[Start of section]

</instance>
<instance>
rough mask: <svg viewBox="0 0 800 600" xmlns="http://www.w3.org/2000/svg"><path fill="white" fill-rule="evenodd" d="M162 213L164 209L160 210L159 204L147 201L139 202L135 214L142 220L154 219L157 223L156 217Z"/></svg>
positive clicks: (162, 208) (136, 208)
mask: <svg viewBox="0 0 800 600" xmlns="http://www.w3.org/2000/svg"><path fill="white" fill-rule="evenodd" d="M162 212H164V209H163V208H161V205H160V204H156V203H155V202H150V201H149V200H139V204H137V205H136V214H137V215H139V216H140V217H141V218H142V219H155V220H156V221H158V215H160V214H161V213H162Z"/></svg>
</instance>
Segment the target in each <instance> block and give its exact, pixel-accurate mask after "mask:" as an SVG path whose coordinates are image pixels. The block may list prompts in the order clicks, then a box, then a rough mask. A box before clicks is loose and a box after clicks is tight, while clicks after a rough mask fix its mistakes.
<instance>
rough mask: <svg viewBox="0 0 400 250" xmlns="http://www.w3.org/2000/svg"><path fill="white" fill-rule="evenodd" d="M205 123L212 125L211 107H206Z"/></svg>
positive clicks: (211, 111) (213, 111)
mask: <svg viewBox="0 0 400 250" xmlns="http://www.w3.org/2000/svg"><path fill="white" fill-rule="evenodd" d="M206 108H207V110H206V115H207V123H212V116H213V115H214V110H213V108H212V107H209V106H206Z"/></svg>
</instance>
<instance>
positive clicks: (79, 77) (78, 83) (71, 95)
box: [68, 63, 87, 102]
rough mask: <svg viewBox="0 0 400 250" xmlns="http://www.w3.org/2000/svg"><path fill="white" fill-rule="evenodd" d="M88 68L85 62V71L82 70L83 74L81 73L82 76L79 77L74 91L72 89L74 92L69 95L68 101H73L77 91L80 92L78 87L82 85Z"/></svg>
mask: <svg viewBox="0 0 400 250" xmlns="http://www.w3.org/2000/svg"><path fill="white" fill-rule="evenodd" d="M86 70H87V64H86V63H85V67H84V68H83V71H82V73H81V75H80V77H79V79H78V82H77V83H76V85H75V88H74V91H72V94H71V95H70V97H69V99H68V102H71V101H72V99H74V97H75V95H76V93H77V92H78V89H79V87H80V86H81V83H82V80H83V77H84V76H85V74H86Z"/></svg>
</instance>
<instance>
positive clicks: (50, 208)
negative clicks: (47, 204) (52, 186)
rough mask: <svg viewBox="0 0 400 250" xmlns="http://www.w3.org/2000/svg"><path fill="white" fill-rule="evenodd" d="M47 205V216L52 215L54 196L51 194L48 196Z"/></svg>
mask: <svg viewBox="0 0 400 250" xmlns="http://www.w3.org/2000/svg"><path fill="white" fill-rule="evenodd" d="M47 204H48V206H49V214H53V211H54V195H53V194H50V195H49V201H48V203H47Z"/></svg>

[End of section]
[Start of section]

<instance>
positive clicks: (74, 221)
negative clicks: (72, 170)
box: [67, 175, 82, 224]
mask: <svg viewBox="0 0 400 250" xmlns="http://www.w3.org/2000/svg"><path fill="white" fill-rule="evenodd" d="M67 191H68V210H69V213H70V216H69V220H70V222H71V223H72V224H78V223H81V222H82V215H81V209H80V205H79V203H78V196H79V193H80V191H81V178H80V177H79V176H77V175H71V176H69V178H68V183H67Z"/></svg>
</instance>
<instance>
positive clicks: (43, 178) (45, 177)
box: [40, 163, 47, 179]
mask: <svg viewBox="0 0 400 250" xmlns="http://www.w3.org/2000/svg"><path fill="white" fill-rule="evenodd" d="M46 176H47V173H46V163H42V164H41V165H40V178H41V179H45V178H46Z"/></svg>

[End of section]

* _PROBLEM REQUIREMENTS_:
Determine which lines above include the word "negative", and report those lines in full.

* _TASK RESULT_:
negative clicks: (47, 204) (52, 186)
negative clicks: (72, 170)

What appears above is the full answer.